*Aim of the exercise*:
List each line of the records below as a numbered item, from the start of the records through the line with "xmin=233 ymin=50 xmax=362 ymax=91" inclusive, and omit blank lines.

(Region annotation entries)
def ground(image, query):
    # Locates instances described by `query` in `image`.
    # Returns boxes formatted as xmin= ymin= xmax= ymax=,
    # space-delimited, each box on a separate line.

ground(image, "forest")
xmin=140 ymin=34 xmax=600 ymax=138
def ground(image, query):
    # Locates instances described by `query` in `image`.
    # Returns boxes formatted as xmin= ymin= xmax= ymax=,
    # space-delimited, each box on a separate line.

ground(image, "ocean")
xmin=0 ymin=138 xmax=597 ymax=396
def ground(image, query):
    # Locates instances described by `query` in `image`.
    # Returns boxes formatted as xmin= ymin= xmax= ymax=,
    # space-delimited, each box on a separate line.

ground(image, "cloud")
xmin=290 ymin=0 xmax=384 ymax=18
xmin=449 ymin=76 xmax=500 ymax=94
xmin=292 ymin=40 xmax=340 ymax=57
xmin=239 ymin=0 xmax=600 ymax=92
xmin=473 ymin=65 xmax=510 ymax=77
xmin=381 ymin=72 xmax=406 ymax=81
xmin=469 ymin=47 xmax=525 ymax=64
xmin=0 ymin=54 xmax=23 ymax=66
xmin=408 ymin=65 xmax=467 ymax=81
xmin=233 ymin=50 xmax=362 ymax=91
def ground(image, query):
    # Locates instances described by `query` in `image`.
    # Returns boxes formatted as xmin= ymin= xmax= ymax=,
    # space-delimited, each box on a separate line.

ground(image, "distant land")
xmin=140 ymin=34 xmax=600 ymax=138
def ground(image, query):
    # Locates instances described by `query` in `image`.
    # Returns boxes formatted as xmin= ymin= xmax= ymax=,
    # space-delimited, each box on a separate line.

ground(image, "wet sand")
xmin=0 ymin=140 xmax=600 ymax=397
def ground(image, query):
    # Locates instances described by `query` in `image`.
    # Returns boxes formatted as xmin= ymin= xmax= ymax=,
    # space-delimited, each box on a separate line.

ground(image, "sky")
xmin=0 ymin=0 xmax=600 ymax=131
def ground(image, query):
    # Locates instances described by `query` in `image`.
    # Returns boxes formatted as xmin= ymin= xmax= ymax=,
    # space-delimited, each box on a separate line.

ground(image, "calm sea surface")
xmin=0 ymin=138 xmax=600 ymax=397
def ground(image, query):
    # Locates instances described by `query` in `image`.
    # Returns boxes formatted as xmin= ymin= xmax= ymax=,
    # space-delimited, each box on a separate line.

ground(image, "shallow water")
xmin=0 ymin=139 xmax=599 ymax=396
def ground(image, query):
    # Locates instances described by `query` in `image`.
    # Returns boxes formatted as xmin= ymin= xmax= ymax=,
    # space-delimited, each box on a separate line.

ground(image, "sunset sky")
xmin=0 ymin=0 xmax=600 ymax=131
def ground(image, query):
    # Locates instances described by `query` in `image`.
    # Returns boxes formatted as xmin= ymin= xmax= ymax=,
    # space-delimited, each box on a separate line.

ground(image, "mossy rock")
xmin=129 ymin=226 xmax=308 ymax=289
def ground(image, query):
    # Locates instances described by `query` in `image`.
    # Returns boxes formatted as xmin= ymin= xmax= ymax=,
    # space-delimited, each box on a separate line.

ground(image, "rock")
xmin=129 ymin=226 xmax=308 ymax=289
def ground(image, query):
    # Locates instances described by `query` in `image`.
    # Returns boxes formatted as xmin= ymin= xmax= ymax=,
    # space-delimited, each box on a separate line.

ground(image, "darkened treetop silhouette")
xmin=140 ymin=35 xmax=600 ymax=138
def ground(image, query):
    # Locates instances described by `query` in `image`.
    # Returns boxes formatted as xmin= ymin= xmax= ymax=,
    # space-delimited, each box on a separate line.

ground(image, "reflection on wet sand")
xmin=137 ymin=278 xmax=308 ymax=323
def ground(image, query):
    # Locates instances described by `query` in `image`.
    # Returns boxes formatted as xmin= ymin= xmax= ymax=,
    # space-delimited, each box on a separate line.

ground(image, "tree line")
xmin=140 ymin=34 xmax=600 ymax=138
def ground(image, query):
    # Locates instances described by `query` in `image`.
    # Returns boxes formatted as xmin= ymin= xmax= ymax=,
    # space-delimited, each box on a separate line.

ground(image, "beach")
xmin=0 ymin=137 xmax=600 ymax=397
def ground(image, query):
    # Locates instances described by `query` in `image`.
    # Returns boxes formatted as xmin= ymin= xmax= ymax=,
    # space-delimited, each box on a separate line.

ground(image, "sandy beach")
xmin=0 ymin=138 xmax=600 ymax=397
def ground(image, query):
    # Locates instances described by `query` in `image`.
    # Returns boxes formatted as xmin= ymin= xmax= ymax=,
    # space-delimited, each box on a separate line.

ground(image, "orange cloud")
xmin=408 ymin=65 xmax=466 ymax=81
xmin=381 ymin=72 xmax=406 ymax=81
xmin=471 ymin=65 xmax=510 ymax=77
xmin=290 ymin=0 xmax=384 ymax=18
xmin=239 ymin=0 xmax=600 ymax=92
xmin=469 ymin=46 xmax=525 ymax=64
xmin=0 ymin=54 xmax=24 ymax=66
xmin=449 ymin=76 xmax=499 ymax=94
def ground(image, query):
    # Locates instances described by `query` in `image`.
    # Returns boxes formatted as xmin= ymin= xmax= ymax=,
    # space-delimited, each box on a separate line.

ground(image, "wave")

*Answer to the problem*:
1. def ground(image, query):
2.     # Locates instances described by `query` in `image`.
3.     # Returns boxes formatted as xmin= ymin= xmax= ymax=,
4.     # space-delimited, each box on a separate line.
5. ground(image, "forest")
6. xmin=140 ymin=34 xmax=600 ymax=138
7. def ground(image, query):
8.     # Locates instances described by `query` in `image`.
9.     # Returns boxes formatted as xmin= ymin= xmax= ymax=,
10.     # space-delimited, each box on a separate line.
11. ground(image, "ocean")
12. xmin=0 ymin=138 xmax=597 ymax=396
13. def ground(image, query):
14.     # Locates instances described by `query` in `image`.
15.     # Returns boxes formatted as xmin= ymin= xmax= ymax=,
16.     # space-delimited, each box on a separate line.
17. ground(image, "cloud")
18. xmin=290 ymin=0 xmax=384 ymax=18
19. xmin=449 ymin=76 xmax=500 ymax=94
20. xmin=292 ymin=40 xmax=340 ymax=57
21. xmin=239 ymin=0 xmax=600 ymax=92
22. xmin=473 ymin=65 xmax=510 ymax=77
23. xmin=381 ymin=72 xmax=406 ymax=81
24. xmin=469 ymin=47 xmax=525 ymax=64
25. xmin=0 ymin=54 xmax=23 ymax=66
26. xmin=408 ymin=65 xmax=467 ymax=81
27. xmin=233 ymin=50 xmax=362 ymax=91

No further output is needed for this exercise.